- Document extract -
Diabetes Can Send You Warning Signs - Listen To Your Body

Low Blood Sugar

Hypoglycemia, also called low blood sugar, occurs when the level of glucose in your blood drops well below your fasting level. For many people with diabetes, that means a level of 3.9 mmol/L or less.


  • Shaky or jittery
  • Sweaty
  • Hungry
  • Headache
  • Blurred vision
  • Tired or weak
  • Dizzy or lightheaded
  • Confused or disoriented
  • Irritable or nervous
  • Fast heart beat


  • Skipped or delayed meals
  • Diabetes medication taken too much or too often than required/instructed
  • More physical activity than usual  
  • Drinking alcohol
  • Medication side effects

How To Manage? 

When blood sugar drops below 3.9 mmol/L, there are simple ways to bring it back into a safer range. Immediately eat one of the items below. Each one has about 15 g of carbohydrates.

  • ½ cup (4 oz) of fruit juice or regular (not diet) soft drink
  • 8 oz of milk
  • 5 to 7 pieces of hard candy 
  • 1 tbsp of sugar or honey

After 15 minutes, check your level again. If it’s still below 3.9 mmol/L eat another one of the items listed. This should be repeated until your level is above 3.9 mmol/L.

High Blood Sugar

Hyperglycemia, or high fasting blood sugar, occurs when the level of glucose in your blood is too high, usually 10 mmol/L or higher.


  • Thirsty
  • Tired or weak
  • Headache
  • Urinating often
  • Blurred vision


  • Large meals
  • Not enough diabetes medication or insulin
  • Low physical activity
  • Not drinking enough liquids, like water
  • Medication side effects
  • Illness or injury
  • Stress

How To Manage?

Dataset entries
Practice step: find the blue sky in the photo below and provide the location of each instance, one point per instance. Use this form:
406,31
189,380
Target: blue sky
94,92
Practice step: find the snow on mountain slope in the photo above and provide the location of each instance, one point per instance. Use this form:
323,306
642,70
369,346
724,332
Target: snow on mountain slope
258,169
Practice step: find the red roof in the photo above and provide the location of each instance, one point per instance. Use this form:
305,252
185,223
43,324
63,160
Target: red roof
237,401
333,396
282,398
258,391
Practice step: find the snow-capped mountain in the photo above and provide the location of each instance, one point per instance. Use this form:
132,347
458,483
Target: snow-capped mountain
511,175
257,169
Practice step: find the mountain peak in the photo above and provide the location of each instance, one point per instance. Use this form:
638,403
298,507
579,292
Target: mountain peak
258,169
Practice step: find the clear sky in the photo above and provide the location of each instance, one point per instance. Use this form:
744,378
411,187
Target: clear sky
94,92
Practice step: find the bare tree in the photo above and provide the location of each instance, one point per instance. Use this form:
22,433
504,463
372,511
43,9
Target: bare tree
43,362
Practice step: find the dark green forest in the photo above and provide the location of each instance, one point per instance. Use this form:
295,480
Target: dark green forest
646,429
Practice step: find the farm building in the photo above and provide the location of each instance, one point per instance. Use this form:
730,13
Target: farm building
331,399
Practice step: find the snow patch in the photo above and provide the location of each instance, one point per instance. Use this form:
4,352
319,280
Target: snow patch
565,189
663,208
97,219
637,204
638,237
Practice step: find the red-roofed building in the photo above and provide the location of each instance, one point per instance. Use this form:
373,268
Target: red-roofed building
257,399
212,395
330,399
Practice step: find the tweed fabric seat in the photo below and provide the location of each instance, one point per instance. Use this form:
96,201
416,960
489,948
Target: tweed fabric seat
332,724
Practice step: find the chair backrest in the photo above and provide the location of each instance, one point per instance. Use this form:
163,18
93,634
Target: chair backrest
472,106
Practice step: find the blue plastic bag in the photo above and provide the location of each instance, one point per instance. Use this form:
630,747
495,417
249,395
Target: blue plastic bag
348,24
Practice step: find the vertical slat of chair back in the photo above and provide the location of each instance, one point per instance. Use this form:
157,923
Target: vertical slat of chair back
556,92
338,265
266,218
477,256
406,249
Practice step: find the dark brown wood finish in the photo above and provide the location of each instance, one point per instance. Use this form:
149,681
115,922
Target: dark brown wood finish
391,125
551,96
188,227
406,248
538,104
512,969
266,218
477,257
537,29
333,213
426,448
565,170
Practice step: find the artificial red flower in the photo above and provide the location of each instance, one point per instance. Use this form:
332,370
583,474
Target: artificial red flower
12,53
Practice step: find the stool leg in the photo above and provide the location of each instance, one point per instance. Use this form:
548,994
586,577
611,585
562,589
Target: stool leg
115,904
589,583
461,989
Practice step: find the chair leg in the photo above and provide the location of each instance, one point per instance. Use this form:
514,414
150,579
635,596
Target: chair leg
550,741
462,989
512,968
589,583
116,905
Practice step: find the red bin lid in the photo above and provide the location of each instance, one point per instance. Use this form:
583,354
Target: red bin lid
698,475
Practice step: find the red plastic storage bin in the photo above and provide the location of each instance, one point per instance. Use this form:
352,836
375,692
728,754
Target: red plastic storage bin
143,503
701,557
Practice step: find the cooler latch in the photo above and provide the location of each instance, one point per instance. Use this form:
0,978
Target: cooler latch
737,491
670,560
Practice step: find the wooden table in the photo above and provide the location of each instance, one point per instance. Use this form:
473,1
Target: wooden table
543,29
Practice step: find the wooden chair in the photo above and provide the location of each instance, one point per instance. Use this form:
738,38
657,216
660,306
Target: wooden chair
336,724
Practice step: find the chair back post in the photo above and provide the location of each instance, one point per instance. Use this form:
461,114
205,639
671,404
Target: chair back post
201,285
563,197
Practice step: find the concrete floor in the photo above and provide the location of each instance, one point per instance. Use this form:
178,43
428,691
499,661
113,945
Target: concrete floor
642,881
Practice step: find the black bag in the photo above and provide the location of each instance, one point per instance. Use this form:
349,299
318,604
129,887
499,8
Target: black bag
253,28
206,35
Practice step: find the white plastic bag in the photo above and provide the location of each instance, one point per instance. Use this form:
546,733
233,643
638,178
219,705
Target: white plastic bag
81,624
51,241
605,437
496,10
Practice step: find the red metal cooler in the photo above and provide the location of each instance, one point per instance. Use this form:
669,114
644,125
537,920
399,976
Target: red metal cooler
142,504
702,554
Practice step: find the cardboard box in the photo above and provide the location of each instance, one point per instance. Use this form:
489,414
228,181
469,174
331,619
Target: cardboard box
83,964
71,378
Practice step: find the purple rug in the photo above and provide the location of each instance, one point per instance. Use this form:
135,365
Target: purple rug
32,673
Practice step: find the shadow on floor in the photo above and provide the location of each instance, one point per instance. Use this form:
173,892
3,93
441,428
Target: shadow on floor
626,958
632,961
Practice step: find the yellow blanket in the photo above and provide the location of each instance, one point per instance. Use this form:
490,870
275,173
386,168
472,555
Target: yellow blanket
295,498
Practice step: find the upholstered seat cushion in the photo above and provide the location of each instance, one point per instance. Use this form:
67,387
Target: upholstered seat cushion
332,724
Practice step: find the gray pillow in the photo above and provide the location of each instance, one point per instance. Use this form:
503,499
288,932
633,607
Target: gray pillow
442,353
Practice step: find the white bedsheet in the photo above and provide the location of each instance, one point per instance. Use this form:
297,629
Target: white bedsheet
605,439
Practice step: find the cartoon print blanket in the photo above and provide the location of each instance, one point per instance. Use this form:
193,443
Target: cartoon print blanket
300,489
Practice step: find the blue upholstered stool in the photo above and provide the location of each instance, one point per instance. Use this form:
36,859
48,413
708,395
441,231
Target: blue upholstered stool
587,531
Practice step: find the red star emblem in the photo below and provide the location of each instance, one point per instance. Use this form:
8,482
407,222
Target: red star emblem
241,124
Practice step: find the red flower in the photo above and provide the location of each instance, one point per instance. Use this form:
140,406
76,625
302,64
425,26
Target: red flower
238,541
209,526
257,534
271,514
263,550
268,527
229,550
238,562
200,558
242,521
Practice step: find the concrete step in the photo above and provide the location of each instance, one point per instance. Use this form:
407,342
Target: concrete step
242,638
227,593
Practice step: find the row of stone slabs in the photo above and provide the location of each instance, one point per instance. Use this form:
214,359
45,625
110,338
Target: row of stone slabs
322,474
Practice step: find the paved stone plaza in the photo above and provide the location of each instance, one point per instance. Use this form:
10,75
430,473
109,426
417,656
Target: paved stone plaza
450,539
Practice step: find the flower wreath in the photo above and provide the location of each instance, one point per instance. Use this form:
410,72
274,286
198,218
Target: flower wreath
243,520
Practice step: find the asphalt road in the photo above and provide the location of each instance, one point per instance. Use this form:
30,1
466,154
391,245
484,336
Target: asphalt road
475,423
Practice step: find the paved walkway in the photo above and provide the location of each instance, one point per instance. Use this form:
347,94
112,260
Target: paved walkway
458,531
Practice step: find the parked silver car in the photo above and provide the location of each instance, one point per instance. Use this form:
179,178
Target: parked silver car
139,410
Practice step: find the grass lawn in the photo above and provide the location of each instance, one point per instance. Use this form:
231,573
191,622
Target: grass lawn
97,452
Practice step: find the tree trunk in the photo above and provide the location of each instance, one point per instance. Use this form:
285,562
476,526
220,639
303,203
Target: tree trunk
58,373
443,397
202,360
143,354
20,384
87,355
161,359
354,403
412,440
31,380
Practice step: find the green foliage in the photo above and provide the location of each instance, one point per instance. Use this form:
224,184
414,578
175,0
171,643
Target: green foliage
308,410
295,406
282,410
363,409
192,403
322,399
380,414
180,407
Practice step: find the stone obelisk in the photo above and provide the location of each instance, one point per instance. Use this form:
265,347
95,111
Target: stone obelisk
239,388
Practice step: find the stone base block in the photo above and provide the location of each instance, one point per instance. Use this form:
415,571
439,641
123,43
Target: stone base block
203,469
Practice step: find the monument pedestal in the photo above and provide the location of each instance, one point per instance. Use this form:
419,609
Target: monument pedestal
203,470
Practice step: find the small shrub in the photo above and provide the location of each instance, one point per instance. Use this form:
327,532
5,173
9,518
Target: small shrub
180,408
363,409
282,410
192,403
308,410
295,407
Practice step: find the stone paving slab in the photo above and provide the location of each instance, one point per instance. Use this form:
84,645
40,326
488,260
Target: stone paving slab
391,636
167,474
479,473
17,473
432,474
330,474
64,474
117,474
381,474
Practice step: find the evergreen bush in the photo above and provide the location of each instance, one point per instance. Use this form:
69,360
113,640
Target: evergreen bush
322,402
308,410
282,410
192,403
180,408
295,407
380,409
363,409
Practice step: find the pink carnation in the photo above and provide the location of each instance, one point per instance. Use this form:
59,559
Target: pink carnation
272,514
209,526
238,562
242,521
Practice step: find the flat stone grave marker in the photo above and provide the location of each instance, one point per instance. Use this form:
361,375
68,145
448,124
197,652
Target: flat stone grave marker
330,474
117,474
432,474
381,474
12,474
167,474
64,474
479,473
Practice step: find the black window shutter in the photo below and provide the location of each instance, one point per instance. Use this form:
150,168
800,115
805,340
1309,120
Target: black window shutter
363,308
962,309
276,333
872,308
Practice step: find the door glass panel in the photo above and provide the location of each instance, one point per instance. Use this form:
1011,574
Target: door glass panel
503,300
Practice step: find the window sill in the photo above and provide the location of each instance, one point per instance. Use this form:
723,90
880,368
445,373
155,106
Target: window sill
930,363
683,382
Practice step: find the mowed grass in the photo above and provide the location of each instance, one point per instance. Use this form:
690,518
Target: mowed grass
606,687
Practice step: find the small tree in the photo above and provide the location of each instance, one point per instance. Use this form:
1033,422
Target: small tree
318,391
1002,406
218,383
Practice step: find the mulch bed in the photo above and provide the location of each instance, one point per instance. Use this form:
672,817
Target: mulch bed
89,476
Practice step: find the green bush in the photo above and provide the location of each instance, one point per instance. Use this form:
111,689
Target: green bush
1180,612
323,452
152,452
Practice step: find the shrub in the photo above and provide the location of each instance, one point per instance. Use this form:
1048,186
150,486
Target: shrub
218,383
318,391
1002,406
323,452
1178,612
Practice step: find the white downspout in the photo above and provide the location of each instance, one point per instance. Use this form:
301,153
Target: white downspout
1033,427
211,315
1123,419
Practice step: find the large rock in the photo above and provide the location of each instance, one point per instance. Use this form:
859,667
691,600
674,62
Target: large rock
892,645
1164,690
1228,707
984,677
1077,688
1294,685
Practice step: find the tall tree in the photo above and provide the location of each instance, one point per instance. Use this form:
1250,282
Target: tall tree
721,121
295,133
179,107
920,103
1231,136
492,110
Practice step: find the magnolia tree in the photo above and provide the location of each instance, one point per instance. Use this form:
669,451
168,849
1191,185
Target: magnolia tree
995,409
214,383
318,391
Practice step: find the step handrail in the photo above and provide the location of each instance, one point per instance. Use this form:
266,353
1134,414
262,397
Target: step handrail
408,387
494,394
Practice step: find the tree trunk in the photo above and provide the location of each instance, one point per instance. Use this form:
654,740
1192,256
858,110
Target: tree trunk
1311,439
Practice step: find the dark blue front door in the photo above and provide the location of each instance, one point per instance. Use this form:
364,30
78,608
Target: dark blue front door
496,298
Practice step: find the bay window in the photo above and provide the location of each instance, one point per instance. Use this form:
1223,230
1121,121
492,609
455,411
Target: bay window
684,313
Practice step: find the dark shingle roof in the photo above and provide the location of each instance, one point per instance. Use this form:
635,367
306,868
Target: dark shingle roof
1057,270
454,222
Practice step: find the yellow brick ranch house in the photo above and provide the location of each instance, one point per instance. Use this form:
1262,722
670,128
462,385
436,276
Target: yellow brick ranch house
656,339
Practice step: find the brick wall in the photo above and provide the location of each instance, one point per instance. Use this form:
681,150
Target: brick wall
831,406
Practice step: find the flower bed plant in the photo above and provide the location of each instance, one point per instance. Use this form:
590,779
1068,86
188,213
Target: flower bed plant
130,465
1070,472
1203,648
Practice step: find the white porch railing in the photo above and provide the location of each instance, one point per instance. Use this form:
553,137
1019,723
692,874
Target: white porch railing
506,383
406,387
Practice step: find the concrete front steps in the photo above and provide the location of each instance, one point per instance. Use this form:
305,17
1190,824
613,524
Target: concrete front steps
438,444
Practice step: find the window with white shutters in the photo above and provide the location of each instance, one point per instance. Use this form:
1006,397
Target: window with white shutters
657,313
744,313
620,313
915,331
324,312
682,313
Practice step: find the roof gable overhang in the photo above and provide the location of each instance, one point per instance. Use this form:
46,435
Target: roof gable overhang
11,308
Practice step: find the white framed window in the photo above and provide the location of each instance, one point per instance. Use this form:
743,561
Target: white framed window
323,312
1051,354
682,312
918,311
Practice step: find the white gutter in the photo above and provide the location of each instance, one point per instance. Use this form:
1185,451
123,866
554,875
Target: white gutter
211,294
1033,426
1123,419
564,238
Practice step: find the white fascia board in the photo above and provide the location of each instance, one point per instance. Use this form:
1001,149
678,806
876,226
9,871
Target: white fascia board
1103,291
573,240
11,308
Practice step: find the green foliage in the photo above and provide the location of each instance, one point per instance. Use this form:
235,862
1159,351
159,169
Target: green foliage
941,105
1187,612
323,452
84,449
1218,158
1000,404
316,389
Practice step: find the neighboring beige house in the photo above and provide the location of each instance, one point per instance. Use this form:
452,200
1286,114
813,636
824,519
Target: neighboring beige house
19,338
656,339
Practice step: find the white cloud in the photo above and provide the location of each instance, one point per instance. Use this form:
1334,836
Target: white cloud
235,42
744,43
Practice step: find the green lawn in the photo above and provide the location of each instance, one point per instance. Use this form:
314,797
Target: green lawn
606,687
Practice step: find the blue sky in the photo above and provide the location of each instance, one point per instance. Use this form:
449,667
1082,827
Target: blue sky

- What is expected -
According to the diabetes warning signs text, how long should someone wait after eating one of the listed carbohydrate items before checking their blood sugar level again? Rely only on the diabetes warning signs text for what comes next.

- Task result -
15 minutes.